** Extracted text **
First, every county is guaranteed at least one dispensary. Second, dispensary licenses are issued based on the number of traditional pharmacies in an area. For every ten pharmacies within a city, a single dispensary license will be issued, effectively limiting the number of dispensaries in the state to below 150.

Marijuana Activities: Things to do in Arizona

Arizona is a high-mountain desert known for incredible nature scenes like the Grand Canyon, humbling reddened mesas, and even snow-topped mountain forests.

The year-round heat in southern AZ allows for hiking, biking, camping, and a variety of other outdoor activities to continue mostly uninterrupted by seasons. In the northern parts of the state, ski towns and mountain resorts attract both winter and summer tourism.

While smoking cannabis in public remains illegal for everyone in Arizona, for valid patients, edibles can be consumed without fear of penalty in public spaces (except for schools and correctional facilities). While the language of Prop 203 does not explicitly ban marijuana clubs, Arizona does not currently allow marijuana social lounges.
Outdoor Activities
Valid patients may consume edibles and hike, backpack, ski (as long as the resort doesn't forbid it), snowshoe, horseback ride, fish, swim, barbecue, and camp - essentially any activity that the patient feels they are able to without appearing negligent.

As a result of Arizona's vast open space and medical marijuana laws, patients can participate in year-round outdoor activities while legally consuming cannabis. For those with chronic pain, or low mobility, this can create an opportunity to experience the Grand Canyon, the Petrified Forest, and even to see the Saguaro National Park, home of the world's largest cacti, while still receiving treatment legally.

Prop 203 does not allow for an individual to drive, pilot, or operate any motor vehicle while under the influence of marijuana. This, unfortunately, strikes ATVs, watercraft, motorcycles, and mountain bikes from the activities available.

** Information given **
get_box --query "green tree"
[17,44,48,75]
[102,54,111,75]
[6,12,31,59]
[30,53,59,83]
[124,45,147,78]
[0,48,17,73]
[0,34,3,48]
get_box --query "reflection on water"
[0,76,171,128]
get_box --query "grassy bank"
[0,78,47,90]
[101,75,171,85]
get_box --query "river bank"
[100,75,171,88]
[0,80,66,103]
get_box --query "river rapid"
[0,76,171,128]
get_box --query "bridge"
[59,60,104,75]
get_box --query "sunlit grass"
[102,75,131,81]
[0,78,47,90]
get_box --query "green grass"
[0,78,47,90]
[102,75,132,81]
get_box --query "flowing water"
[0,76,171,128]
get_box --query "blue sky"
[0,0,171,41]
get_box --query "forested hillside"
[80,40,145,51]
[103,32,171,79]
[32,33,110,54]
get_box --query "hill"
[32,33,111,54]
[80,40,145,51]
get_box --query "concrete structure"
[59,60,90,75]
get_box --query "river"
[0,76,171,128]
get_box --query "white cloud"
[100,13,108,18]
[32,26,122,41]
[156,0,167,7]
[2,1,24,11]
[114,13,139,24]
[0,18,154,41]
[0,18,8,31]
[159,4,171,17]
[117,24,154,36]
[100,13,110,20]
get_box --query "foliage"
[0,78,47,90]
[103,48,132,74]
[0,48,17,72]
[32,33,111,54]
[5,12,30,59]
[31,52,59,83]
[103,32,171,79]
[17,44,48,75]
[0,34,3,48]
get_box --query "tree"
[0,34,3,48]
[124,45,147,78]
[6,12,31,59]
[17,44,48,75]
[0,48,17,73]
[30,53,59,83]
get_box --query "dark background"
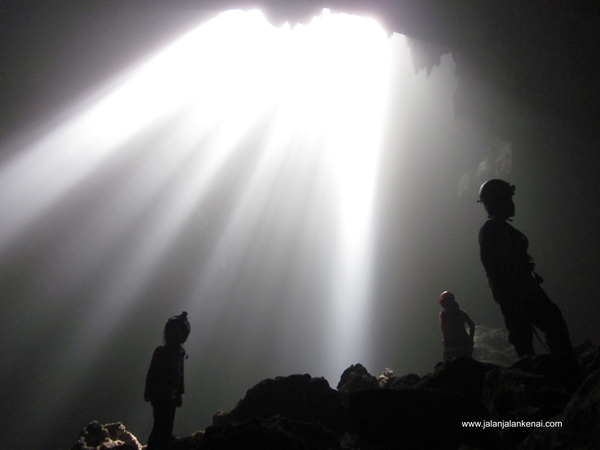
[0,1,600,449]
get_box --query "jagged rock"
[377,367,398,388]
[482,362,570,448]
[213,374,350,430]
[519,370,600,450]
[389,373,422,389]
[350,389,490,450]
[71,421,142,450]
[473,325,519,367]
[416,358,497,399]
[202,416,341,450]
[73,342,600,450]
[337,364,379,392]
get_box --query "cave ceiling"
[0,0,600,142]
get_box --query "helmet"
[438,291,456,305]
[477,179,515,203]
[165,311,191,343]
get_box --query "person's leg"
[147,402,175,450]
[501,304,535,357]
[530,286,573,355]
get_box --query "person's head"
[438,291,458,309]
[163,311,191,345]
[478,179,515,220]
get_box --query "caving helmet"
[477,179,515,204]
[164,311,191,344]
[438,291,456,308]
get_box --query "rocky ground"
[72,342,600,450]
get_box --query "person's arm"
[479,220,518,304]
[465,313,475,341]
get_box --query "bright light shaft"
[0,11,391,420]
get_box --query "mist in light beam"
[0,10,408,448]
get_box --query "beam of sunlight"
[0,10,404,438]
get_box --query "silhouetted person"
[479,179,573,357]
[438,291,475,361]
[144,311,190,450]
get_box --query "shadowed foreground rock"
[73,342,600,450]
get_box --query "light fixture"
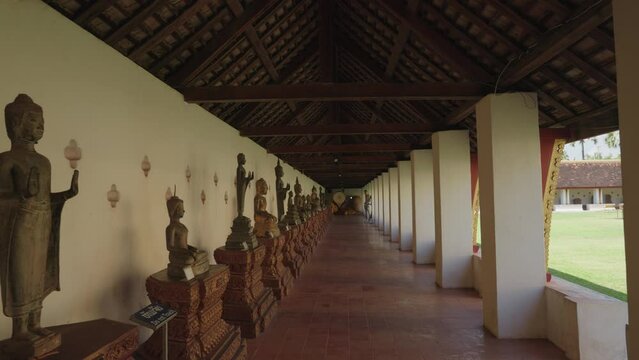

** Using the information **
(A) Name every kind of vehicle or equipment that the text on cannabis in Arizona says is struck from the activities available under Prop 203.
(B) Answer these from the text on cannabis in Arizona:
(i) For how many pharmacies within a city is a single dispensary license issued?
(ii) What do ski towns and mountain resorts in the northern parts of the state attract?
(iii) What is Saguaro National Park home to?
(C) Write the next portion of the text on cannabis in Arizona, picking up after its final sentence.
The material above is not used in this exercise.

** Results of the exercise **
(A) ATVs, watercraft, motorcycles, mountain bikes

(B)
(i) Ten.
(ii) Both winter and summer tourism.
(iii) The world's largest cacti.

(C)
For those who are older or less physically active, a guided tour of a National Park, a visit to a historical museum, or even just lounging on a nice patio and appreciating the scenery can be enough. After all, with all the sun, it'd be a shame to sit inside all the time.
City Activities
In addition to warm temperatures and sunshine, festivals and community events are cornerstone consistencies in Arizona. Film festivals, trade shows, rodeos, art walks, farmers markets, concerts, and comic cons are recurrent in the larger cities and are not legally required to prevent medical marijuana patients from consuming edibles. Personal health and wellness experiences such as yoga have been slowly integrating into Arizona's marijuana patient communities. The Giving Tree in Phoenix, for instance, offers yoga to patients and non-patients several times a week as an effort to strengthen the therapeutic benefits of cannabis through yoga, creating a full body experience elevated above the rest.

As the medical marijuana industry continues to thrive in Arizona, more and more cannabis-centric experiences will emerge. Currently, Arizona hosts several annual industry related expos and award ceremonies, as well as has several regularly meeting groups, such as Women Grow, who aspire to educate and inspire entrepreneurs at this stage of rapid growth in the cannabis industry.
The Errl Cup
The Errl Cup is an annual expo and festival in early January, showcasing Arizona marijuana growers and dispensary products. Admission is free to all valid medical marijuana patients, including patients from out of state. While no products are for purchase, samples keep the event enlivened from start to finish. Dispensaries can have their products judged by a panel of MMJ patients, and win awards in categories like the best flower, best concentrates, and best edibles.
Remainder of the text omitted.